Does the field support meaningful arithmetic? If sums, averages, and ranges produce useful results, the field is numeric. If they do not, the field is one of the other four categories.

Is the field used to uniquely identify an entity? If two records with the same value refer to the same real-world thing, the field is an identifier. If two records with the same value refer to two things that are the same in category but not the same entity, the field is dimensional.

Is the field a date, timestamp, or other position-in-time? If so, it is temporal, with the caveat that named periods derived from temporal data may be dimensional in their primary use.

Is the field unstructured prose? If so, it is free text, with the caveat that structured dimensional content may be embedded inside and may need extraction.

If none of the above apply, the field is dimensional. The remaining question is what kind of dimensional, which depends on whether the vocabulary is controlled, whether values have hierarchy, and whether multiple dimensions are composited into a single value.

Why the distinction matters for management.

Each of the five primary categories needs different treatment under data management. Numeric data needs validation against expected ranges and distribution monitoring. Identifier data needs uniqueness enforcement and referential integrity. Temporal data needs format normalisation and timezone handling. Free text needs structured extraction where relevant. Dimensional data needs a canonical reference, named ownership, an intake process, propagation, and the runtime layer that the target state describes.

A common error in data quality programmes is treating all the categories under one umbrella, with the same tools and the same processes. The umbrella works for the simple cases (validation, completeness, uniqueness) and fails for the cases that require category-specific treatment. Dimensional data is the category that suffers most from the one-size-fits-all approach, because the tools that work on the other categories explicitly do not address the semantic equivalence problem that dimensional data needs solved.

Naming the categories is the first step in giving each one the treatment it needs.

= = = = = = =

(Set of tasks):
1) Answer these questions from the passage on field categories:
(a) According to the passage, what results show that a field is numeric?
(b) What two things does identifier data need under data management?
(c) Which category suffers most from the one-size-fits-all approach?
2) Can you write out everything in the passage on field categories from "If none of the" down to "target state describes.", switching "referential integrity" to "foreign key checks"?
3) Does each statement agree with the passage on field categories? Answer yes or no, and quote the words that decide it.
(a) Temporal data needs format normalization and timezone handling.
(b) The single-umbrella approach fails for validation, completeness, and uniqueness.
(c) A field is an identifier if two records with the same value refer to the same real-world thing.

(Entries supplied):

= = = = = = =

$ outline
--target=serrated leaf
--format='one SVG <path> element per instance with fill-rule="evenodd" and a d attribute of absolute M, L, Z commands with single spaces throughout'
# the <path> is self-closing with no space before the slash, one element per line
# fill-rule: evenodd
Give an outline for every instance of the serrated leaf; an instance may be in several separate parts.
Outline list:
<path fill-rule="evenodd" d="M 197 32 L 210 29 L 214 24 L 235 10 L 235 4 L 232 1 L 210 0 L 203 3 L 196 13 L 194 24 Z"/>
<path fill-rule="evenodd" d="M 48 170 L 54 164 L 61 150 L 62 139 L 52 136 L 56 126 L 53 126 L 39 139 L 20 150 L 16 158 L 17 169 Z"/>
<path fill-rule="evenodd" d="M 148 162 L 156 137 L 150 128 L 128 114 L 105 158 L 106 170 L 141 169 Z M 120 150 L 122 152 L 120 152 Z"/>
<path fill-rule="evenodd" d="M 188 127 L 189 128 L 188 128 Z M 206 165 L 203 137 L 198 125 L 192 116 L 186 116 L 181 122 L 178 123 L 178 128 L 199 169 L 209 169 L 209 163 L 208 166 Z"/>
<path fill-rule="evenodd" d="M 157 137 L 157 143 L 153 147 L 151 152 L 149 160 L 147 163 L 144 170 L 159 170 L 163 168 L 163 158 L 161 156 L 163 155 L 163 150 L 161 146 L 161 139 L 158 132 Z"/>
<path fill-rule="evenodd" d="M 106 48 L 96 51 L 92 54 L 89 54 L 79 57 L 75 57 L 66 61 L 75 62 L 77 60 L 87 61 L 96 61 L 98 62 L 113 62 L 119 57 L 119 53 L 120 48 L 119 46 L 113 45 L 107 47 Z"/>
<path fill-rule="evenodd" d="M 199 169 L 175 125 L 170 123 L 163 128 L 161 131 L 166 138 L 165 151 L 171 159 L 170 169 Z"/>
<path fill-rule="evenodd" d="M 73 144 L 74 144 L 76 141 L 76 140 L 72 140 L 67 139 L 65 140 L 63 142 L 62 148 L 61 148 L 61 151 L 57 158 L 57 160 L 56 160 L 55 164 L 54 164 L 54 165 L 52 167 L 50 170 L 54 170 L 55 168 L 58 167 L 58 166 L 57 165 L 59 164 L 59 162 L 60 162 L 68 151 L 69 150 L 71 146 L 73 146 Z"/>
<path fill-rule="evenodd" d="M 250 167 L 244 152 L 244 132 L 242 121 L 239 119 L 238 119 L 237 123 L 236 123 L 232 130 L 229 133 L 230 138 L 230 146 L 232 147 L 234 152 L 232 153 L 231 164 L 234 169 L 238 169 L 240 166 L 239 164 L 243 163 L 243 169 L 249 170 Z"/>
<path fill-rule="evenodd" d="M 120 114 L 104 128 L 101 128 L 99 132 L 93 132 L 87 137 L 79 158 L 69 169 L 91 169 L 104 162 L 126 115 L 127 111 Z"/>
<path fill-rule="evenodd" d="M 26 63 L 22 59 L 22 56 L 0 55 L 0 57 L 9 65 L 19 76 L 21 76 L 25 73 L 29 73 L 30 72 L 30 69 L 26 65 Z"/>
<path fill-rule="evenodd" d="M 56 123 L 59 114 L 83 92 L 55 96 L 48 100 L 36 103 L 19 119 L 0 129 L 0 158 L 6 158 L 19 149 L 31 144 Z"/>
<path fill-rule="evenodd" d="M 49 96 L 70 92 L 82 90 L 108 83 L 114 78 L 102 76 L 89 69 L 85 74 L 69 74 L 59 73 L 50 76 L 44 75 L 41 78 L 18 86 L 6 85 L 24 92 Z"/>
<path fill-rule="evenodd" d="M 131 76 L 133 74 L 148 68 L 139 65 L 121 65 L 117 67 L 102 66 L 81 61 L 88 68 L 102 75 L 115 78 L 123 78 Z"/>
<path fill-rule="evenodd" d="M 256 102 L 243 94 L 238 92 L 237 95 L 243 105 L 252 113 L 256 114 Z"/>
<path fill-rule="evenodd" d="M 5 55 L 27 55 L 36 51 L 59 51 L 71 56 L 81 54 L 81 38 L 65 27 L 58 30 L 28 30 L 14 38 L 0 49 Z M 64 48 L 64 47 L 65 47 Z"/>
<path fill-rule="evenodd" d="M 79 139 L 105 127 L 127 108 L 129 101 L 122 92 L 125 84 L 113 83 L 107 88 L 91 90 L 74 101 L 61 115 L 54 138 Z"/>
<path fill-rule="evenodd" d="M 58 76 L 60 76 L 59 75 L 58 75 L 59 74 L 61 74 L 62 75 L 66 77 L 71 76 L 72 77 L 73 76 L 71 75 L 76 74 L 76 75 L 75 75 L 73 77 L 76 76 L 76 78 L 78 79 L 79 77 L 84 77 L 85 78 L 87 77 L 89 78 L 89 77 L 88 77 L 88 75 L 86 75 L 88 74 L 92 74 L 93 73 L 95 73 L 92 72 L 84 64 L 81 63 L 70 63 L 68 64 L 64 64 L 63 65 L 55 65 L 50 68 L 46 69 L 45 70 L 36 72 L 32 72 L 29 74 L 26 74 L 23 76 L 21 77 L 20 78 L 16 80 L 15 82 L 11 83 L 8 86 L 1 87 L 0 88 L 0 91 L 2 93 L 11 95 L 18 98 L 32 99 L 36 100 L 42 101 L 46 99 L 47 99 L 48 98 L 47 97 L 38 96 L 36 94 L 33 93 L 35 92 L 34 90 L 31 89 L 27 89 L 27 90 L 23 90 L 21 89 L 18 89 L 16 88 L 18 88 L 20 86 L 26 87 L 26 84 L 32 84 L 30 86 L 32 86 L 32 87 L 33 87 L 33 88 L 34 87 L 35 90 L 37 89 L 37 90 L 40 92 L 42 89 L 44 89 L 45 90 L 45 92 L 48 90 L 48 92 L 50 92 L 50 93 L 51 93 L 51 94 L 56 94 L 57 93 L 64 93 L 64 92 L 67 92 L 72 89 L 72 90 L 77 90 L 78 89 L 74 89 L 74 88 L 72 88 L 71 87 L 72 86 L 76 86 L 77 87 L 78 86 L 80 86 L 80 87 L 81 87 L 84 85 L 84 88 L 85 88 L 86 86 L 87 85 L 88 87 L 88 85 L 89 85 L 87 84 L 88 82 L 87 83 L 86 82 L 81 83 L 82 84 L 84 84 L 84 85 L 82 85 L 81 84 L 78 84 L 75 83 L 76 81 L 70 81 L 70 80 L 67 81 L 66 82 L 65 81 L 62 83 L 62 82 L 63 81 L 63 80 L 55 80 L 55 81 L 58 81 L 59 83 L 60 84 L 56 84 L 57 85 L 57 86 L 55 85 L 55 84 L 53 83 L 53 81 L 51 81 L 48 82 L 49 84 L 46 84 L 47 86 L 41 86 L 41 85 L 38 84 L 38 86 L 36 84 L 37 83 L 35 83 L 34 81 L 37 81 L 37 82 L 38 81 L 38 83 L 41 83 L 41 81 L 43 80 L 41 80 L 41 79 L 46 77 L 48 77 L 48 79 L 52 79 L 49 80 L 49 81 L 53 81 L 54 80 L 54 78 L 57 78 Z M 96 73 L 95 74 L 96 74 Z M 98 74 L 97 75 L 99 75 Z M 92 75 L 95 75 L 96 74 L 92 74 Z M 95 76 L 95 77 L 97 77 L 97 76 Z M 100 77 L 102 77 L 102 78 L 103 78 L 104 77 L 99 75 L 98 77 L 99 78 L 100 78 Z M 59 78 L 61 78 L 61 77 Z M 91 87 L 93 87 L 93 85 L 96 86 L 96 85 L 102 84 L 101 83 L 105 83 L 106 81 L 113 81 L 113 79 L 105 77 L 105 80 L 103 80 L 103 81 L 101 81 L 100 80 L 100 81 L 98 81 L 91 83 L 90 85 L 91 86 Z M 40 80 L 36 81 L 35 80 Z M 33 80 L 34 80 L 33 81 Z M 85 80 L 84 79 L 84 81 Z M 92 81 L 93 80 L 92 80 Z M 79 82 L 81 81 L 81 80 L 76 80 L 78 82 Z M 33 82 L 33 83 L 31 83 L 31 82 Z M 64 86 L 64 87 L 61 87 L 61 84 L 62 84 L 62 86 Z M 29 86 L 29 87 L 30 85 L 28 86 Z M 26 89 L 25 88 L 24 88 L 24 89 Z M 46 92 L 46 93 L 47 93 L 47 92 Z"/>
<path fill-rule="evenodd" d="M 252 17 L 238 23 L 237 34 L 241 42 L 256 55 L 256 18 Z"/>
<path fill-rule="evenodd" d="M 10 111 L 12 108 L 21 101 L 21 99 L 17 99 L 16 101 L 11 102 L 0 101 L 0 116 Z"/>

= = = = = = =

(Per-task answers):
1)
(a) A field is numeric if sums, averages, and ranges produce useful results.
(b) Identifier data needs uniqueness enforcement and referential integrity.
(c) Dimensional data suffers most from the one-size-fits-all approach.

2)
If none of the above apply, the field is dimensional. The remaining question is what kind of dimensional, which depends on whether the vocabulary is controlled, whether values have hierarchy, and whether multiple dimensions are composited into a single value.

Why the distinction matters for management.

Each of the five primary categories needs different treatment under data management. Numeric data needs validation against expected ranges and distribution monitoring. Identifier data needs uniqueness enforcement and foreign key checks. Temporal data needs format normalisation and timezone handling. Free text needs structured extraction where relevant. Dimensional data needs a canonical reference, named ownership, an intake process, propagation, and the runtime layer that the target state describes.

3)
(a) Yes: "Temporal data needs format normalisation and timezone handling."
(b) No: "The umbrella works for the simple cases (validation, completeness, uniqueness)"
(c) Yes: "If two records with the same value refer to the same real-world thing, the field is an identifier."